═══ DATA SUPPLIED

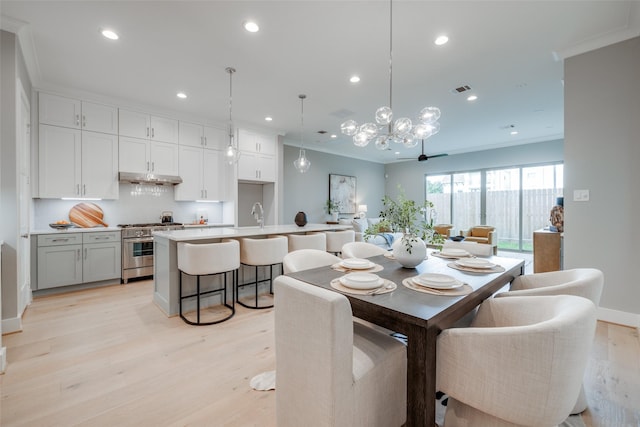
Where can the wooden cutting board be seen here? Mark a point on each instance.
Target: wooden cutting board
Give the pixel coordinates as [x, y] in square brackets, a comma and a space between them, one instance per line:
[87, 215]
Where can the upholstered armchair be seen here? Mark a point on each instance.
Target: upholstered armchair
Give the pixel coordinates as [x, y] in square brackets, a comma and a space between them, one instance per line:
[331, 371]
[443, 229]
[485, 234]
[582, 282]
[520, 363]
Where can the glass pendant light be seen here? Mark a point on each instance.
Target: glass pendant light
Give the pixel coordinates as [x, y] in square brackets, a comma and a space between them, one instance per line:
[302, 164]
[231, 153]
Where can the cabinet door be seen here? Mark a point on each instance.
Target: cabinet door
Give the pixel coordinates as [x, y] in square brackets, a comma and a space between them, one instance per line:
[163, 158]
[101, 261]
[190, 162]
[134, 124]
[99, 118]
[163, 129]
[215, 138]
[59, 111]
[191, 134]
[59, 266]
[133, 155]
[247, 167]
[213, 175]
[99, 165]
[59, 162]
[266, 168]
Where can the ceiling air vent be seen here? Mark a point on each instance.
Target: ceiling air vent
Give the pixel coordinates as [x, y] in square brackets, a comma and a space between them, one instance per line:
[460, 89]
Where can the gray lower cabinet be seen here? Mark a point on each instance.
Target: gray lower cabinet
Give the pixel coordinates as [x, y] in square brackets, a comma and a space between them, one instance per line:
[72, 258]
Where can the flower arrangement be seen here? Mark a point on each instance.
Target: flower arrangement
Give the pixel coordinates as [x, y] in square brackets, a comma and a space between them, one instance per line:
[408, 217]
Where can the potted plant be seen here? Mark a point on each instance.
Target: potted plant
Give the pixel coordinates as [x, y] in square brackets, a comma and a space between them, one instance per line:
[406, 216]
[333, 208]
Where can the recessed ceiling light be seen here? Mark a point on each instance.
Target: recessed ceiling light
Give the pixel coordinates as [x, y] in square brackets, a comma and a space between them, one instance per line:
[251, 26]
[110, 34]
[440, 40]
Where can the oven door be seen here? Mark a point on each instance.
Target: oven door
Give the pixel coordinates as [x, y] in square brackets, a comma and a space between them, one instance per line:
[137, 252]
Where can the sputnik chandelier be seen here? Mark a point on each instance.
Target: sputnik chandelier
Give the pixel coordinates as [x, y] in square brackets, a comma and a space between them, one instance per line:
[385, 130]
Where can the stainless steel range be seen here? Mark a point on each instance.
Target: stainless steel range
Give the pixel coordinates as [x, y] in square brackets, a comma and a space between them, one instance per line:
[137, 248]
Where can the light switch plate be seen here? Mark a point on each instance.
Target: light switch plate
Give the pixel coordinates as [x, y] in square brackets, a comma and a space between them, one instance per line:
[580, 195]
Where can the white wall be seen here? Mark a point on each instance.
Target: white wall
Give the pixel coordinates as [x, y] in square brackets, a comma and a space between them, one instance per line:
[602, 151]
[308, 192]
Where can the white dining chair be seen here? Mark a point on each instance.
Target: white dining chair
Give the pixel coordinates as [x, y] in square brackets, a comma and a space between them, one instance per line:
[331, 371]
[361, 250]
[519, 364]
[306, 259]
[583, 282]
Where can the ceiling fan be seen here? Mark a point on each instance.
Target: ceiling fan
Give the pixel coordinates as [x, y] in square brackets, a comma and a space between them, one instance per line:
[423, 157]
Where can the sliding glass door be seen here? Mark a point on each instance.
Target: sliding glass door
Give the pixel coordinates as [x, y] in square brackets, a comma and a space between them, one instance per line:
[515, 200]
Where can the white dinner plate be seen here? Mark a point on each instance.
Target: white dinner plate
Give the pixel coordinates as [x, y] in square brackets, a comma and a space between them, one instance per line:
[474, 263]
[454, 252]
[356, 263]
[361, 280]
[435, 280]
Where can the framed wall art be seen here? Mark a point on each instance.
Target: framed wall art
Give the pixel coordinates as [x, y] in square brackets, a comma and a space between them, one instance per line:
[342, 189]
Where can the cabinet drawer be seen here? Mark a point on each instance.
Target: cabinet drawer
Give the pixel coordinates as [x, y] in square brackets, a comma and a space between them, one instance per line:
[59, 239]
[103, 237]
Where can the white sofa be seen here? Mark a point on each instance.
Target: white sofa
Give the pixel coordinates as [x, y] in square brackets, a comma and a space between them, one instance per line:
[384, 240]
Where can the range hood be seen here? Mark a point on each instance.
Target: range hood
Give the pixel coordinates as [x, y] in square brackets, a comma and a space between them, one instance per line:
[148, 178]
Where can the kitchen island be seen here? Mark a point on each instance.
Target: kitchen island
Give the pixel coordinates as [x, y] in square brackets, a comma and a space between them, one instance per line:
[166, 275]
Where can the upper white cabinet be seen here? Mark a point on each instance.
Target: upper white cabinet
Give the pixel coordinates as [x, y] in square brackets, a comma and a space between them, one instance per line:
[76, 114]
[145, 126]
[74, 163]
[257, 160]
[256, 143]
[203, 173]
[195, 135]
[144, 156]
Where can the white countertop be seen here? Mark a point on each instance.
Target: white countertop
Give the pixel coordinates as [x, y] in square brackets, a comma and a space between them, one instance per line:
[73, 230]
[230, 232]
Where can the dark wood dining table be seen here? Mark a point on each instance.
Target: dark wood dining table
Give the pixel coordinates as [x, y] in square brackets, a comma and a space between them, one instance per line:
[419, 316]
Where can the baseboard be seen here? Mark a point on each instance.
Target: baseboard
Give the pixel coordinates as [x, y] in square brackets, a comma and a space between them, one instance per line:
[619, 317]
[12, 325]
[3, 359]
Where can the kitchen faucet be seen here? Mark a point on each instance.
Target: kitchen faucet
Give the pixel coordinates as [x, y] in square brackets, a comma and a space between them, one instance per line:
[258, 215]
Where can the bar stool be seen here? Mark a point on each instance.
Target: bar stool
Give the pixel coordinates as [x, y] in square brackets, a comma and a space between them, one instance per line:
[211, 259]
[307, 241]
[336, 239]
[261, 253]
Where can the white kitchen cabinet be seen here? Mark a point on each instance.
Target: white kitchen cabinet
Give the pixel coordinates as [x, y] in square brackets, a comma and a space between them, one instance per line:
[253, 142]
[256, 167]
[195, 135]
[203, 174]
[144, 156]
[76, 114]
[74, 163]
[71, 258]
[145, 126]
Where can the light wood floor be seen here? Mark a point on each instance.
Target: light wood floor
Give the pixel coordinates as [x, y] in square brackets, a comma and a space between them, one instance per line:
[108, 356]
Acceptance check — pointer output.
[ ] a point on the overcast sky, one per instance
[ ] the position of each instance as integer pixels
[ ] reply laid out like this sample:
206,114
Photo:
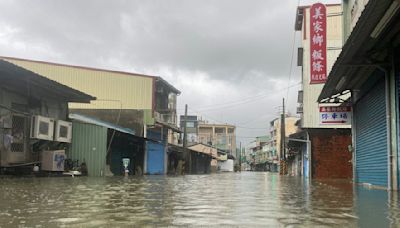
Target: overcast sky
230,58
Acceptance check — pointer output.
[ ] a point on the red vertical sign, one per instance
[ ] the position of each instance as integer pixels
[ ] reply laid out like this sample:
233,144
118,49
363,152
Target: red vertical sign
318,43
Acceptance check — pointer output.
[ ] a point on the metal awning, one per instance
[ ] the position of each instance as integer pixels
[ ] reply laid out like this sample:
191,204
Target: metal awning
13,76
91,120
364,50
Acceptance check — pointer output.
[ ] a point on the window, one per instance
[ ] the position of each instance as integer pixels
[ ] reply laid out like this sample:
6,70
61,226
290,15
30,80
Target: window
190,124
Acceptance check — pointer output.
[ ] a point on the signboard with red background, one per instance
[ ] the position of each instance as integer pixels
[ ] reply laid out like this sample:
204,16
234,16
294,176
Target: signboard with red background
318,43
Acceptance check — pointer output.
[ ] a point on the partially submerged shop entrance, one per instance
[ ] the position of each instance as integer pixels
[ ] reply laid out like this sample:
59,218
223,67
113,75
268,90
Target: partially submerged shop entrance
102,146
122,145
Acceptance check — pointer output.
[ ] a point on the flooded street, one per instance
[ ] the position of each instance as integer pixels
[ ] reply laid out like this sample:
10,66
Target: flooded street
231,199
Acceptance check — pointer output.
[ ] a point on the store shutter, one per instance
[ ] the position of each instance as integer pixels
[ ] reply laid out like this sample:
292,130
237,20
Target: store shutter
371,137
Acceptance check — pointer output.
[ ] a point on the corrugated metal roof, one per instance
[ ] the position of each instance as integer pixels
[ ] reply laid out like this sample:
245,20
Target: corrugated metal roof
13,73
91,120
354,62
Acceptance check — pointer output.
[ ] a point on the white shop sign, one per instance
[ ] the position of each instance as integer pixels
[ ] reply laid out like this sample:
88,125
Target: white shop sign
335,115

══════

Search the records above for the string "framed". Report each line that has it.

> SOLVED PROBLEM
Where can the framed wall art be seen here? Mark a point on each instance.
Target: framed wall art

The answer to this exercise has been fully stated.